Stated goal — Here are some records; quote them exactly, leaving out the pictures.

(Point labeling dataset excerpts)
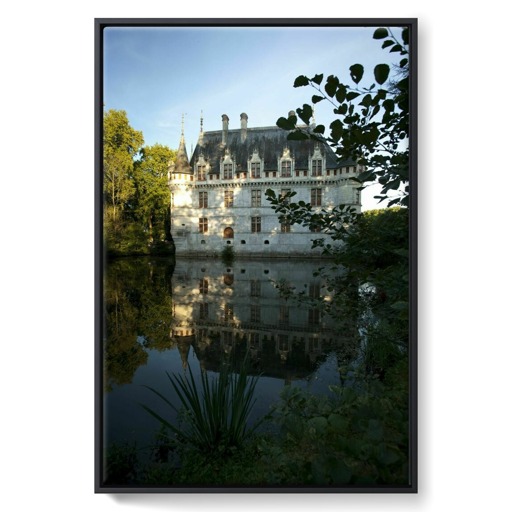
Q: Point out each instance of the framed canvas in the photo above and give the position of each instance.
(256, 276)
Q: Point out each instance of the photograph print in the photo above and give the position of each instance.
(256, 297)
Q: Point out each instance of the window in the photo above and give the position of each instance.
(228, 171)
(255, 198)
(255, 170)
(255, 288)
(285, 191)
(286, 168)
(228, 198)
(284, 314)
(314, 316)
(255, 314)
(228, 313)
(316, 167)
(316, 197)
(203, 310)
(201, 173)
(314, 291)
(203, 199)
(203, 286)
(256, 224)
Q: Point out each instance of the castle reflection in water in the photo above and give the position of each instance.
(224, 309)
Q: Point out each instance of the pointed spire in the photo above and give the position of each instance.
(200, 142)
(182, 161)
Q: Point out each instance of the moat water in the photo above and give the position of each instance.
(191, 316)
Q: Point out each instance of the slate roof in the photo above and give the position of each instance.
(270, 142)
(182, 164)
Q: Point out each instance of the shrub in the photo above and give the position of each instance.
(216, 409)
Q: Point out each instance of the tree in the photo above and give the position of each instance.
(372, 124)
(121, 143)
(371, 128)
(152, 198)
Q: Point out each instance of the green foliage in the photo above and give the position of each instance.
(121, 143)
(136, 195)
(151, 206)
(216, 410)
(372, 131)
(358, 435)
(121, 462)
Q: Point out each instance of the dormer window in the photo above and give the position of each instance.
(228, 171)
(286, 168)
(316, 167)
(255, 165)
(317, 162)
(255, 169)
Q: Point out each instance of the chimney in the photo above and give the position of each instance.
(243, 126)
(225, 124)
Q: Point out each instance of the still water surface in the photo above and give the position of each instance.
(190, 316)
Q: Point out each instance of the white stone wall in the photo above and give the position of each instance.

Exercise result —
Q: Point out each instance of the framed canvas in the photo above and give the position of each instance.
(256, 276)
Q: Point out each instance of the photograph print in the photo above and give the position of each instance.
(256, 297)
Q: Point out each instance of the window in the photo above and give the position of each instance.
(228, 171)
(255, 198)
(255, 170)
(255, 288)
(285, 191)
(286, 168)
(228, 198)
(284, 314)
(314, 316)
(255, 314)
(228, 313)
(316, 167)
(316, 197)
(203, 310)
(201, 173)
(314, 291)
(203, 199)
(203, 286)
(256, 224)
Q: Point out each instance of the castle reflection in water in the photo above and give the position of each instance.
(224, 309)
Q: Point out each instance of the pointed spire in the photo above and give the position of each instance.
(200, 142)
(182, 161)
Q: Point out each instance of the moat water in the photo above and give the position of each instance.
(191, 316)
Q: Point out each instance of the slate roof in the photo above and give the position of each instance.
(270, 142)
(182, 164)
Q: Point out each instance of the shrub in the photo above and give the position of each instance.
(216, 409)
Q: Point out each instance of the tree in the photo above and give the position of each instance.
(372, 124)
(121, 143)
(371, 128)
(152, 198)
Q: Point out each instance of the green foliage in the photo above and give the position of each instance.
(121, 143)
(136, 195)
(151, 206)
(216, 410)
(372, 131)
(358, 435)
(121, 462)
Q: Point out each instance of the dormer window in the photo above and give the position of each instance.
(228, 171)
(286, 168)
(316, 167)
(255, 165)
(317, 162)
(255, 169)
Q: Point out each instance of the chimney in the photo above and give the position of each instance.
(243, 126)
(225, 124)
Q: Point out each instance of the still water surface in the photo above and give the position of each instance.
(190, 316)
Q: Point out each instance of the white stone wall in the photo above and give the position of each instance.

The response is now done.